Pyle's body count is nothing compared to Ender's. At the end of Card's novel, Ender literally reduces an entire planet to a cloud of dust, wiping out every lifeform on that world, including an intelligent, spacefaring species. It's completely over the top, and this is deliberate. For the thesis Card sets forth in Ender's Game is that no matter how many lives you might take, no matter how vicious your tactics might be, you remain morally spotless if you have the right intentions. Ender hadn't meant to kill those boys; he just misjudged the amount of damage he was doing. Nor was he motivated by bloodlust. His victims had been bullying him, and Ender made a rational strategic decision to hurt them badly enough that they would never threaten him again. The same goes for annihilating the bugger homeworld. Ender hadn't intended to commit murder on a global scale. He thought that his attack was part of a computer simulation. Even if he had known, he'd been told all his life that these aliens constituted an existential threat to life on earth. They weren't one, but again, according to Card's moral calculus intention is everything. If Ender thought that he was doing what it took to secure the survival of the human race, then it doesn't matter that he was actually slaughtering billions of benign sapients. They died in the right cause. Besides, when he learns what he's done, he feels really bad about it. And in taking that guilt upon himself, Ender emerges not merely blameless, not merely heroic, but essentially perfect.
Greene's emphasis is different. Much of The Quiet American concerns Pyle's attempt to win Fowler's mistress away from him. This may sound like a caddish thing to do, but Pyle is no lothario; on the contrary, he's what the Internet kids call a white knight. He's concerned for Phuong's welfare given the insecurity of her current arrangement. Fowler is already married, has a history of leaving women, and is getting a bit long in the tooth. He can't marry Phuong or even support her for very long, and after he's gone — one way or another — she might end up having to work in a brothel. Pyle is already uncomfortable with the way Fowler has made Phuong party to adultery, but the thought of her turning to prostitution is one he can't abide. Thus he plans to propose to Phuong immediately, even though his acquaintance with her amounts to a couple of dances. But Pyle is a straight arrow, and doesn't want to make his move behind Fowler's back. He goes so far as to track Fowler down in the middle of a war zone in order to explain his intentions and ask for his blessing — and, to Fowler's astonishment, seems to expect that he'll get it. Pyle is so trustworthy himself, his motives so pure, that he is comically trusting of others, leading to a scene in which he has Fowler translate his proposal to Fowler's own mistress, as her English is not very good. It's over the top, and again, this is deliberate. Card pumped up Ender's body count to make the point that it didn't matter; Greene does the same with Pyle's innocence.

> **EXTRACTED RECORDS**
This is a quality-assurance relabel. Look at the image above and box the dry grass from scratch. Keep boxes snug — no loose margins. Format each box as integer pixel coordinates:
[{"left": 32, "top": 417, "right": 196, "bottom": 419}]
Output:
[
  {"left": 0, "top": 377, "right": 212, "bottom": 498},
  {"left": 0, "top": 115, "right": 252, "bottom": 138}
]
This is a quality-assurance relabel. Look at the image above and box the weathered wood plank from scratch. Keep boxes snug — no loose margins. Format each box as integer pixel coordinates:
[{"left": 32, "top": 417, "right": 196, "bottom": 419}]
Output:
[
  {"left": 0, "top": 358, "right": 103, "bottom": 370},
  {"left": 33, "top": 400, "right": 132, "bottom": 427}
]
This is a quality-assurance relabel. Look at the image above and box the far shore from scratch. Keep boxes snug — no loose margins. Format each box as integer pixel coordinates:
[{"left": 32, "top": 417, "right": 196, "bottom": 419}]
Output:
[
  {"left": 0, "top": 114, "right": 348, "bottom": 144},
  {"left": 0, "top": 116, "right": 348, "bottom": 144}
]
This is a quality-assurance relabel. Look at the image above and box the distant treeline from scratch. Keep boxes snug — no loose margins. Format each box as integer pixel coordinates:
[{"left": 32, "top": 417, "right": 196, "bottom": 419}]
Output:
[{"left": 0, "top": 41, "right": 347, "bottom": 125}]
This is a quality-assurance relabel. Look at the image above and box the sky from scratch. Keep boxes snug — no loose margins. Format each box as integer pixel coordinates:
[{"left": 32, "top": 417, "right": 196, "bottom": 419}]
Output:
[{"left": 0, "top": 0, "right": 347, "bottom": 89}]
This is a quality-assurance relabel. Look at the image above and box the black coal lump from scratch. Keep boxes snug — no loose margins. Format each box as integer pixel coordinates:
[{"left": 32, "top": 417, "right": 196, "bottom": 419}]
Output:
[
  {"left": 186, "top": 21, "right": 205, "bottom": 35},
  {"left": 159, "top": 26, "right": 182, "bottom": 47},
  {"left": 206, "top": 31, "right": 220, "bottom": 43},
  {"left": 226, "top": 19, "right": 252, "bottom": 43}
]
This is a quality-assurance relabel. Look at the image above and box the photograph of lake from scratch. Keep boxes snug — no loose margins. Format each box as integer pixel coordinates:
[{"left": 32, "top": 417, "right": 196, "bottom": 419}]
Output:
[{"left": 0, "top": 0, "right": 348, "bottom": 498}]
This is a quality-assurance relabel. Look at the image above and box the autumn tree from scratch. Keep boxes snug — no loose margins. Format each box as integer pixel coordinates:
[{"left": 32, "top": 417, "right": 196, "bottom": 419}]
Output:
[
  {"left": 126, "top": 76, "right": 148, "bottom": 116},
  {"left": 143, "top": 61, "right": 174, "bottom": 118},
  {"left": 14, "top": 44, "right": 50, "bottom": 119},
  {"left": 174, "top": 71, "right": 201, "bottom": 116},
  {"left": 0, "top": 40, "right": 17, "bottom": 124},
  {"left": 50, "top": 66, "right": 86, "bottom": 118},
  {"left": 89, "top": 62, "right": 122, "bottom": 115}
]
...
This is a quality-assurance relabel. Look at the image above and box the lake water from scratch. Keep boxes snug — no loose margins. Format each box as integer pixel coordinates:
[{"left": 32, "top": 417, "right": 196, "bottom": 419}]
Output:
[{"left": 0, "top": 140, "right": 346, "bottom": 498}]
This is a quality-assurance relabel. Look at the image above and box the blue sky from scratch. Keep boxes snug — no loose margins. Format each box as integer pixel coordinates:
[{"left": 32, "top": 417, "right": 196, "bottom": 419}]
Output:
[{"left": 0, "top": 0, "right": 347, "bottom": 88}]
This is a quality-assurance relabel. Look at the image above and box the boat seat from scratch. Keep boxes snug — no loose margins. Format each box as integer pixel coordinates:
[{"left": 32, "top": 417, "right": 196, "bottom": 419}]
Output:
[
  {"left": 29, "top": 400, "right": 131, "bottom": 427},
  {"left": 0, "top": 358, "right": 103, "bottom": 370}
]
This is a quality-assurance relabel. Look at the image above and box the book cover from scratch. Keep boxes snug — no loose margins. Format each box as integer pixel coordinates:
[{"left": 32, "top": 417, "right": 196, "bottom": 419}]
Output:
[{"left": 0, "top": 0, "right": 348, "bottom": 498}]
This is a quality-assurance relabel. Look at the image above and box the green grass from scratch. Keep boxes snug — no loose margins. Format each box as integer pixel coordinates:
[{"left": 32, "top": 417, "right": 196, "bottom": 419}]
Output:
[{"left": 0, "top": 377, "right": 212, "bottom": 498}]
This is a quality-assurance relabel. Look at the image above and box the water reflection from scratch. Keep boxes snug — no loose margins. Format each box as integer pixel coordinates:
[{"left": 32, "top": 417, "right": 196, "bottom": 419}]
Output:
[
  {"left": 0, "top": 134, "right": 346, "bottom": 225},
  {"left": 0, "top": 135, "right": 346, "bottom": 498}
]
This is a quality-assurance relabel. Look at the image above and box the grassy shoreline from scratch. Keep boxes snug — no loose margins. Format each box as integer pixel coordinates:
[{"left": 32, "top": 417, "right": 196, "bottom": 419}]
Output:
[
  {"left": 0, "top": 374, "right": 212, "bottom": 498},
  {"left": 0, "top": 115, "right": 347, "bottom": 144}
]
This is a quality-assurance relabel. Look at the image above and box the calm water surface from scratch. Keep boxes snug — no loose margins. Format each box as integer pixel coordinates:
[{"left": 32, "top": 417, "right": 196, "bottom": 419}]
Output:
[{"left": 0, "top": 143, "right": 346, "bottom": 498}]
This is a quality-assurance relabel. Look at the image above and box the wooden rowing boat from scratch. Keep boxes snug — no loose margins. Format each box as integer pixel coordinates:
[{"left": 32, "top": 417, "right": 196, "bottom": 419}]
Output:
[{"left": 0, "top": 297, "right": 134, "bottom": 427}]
* * *
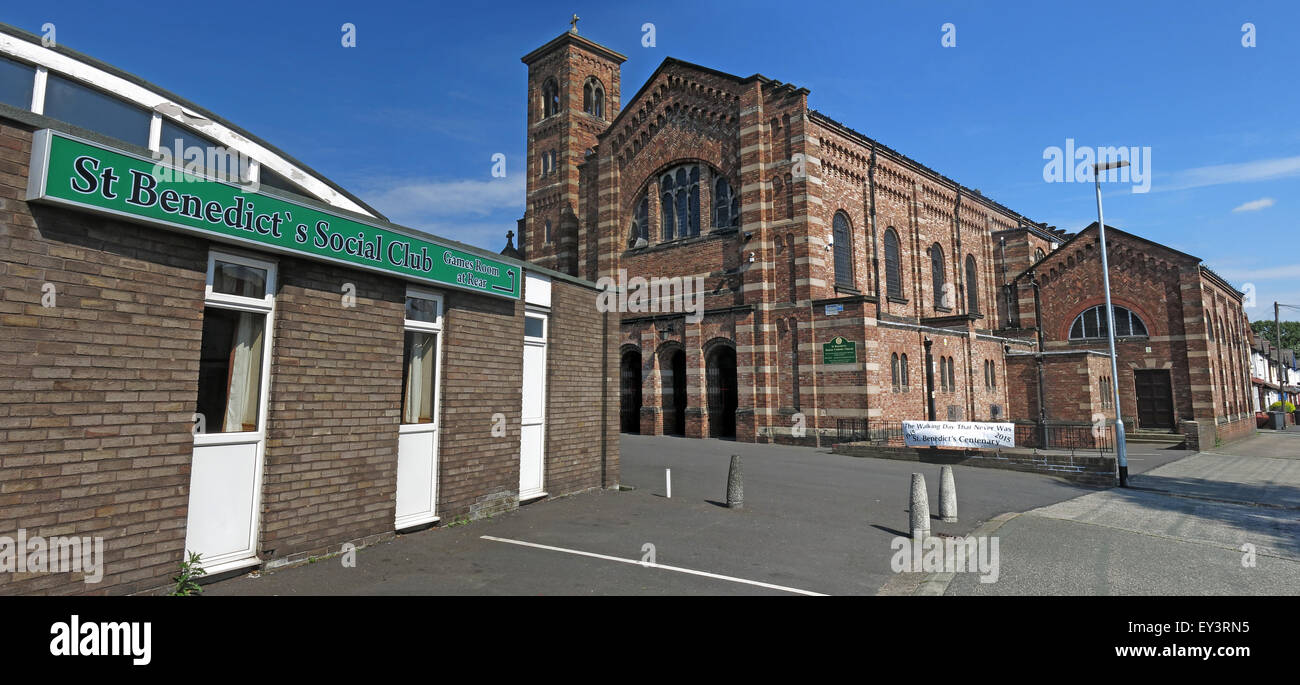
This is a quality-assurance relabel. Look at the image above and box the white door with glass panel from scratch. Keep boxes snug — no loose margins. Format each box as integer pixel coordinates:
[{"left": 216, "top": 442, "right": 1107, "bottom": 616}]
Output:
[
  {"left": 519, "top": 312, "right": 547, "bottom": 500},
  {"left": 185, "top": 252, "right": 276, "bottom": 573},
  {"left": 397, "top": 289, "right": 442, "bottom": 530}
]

> **DIRECTION 1**
Decide whether each statement agrees with the essay comparing Ender's Game and The Quiet American, answering yes or no and quoting the words from the essay that settle it: (a) Ender believed his attack on the bugger homeworld was part of a computer simulation. (b) Fowler is unmarried. (c) Pyle delivers his proposal to Phuong without anyone translating it.
> **DIRECTION 2**
Name every person, real or fictional, mentioned by name in the essay comparing Ender's Game and The Quiet American.
> **DIRECTION 3**
Carry on the essay comparing Ender's Game and The Quiet American, starting after its final sentence.
The listing has no connection to the essay comparing Ender's Game and The Quiet American.

> **TASK RESPONSE 1**
(a) Yes: "He thought that his attack was part of a computer simulation."
(b) No: "Fowler is already married"
(c) No: "he has Fowler translate his proposal to Fowler's own mistress, as her English is not very good."

> **TASK RESPONSE 2**
Pyle, Ender, Card, Greene, Fowler, Phuong

> **TASK RESPONSE 3**
For the main thrust of The Quiet American is that no matter how noble you think your motivations are, it's what you do and not what your intentions were that determines the morality of an action. Fowler is not Greene's mouthpiece, exactly, but it seems pretty clear that the conclusion he draws after the bombing is meant to be instructive. That conclusion is that nothing justifies committing an atrocity. Pyle can shrug that wars have casualties and that it's sweet and fitting to die for democracy, like Thomas Jefferson heralding the salutary effects of occasional bloodshed — treating people like abstractions. But to Fowler, when you see a real town square full of real pulped babies, that's the end of the story — it's evil, and no amount of blathering about the greater good can change that. Card spends a lot of effort in Ender's Game establishing that Ender's motives are pure, but to Fowler, that actually makes things worse. You might be able to reach someone who knows he's doing wrong by appealing to his conscience. But someone like Pyle, or Ender, who would never do anything he thought to be wrong, who is firmly convinced that committing these atrocities is virtuous… such a person, Fowler decides, can't be swayed. He can only be stopped.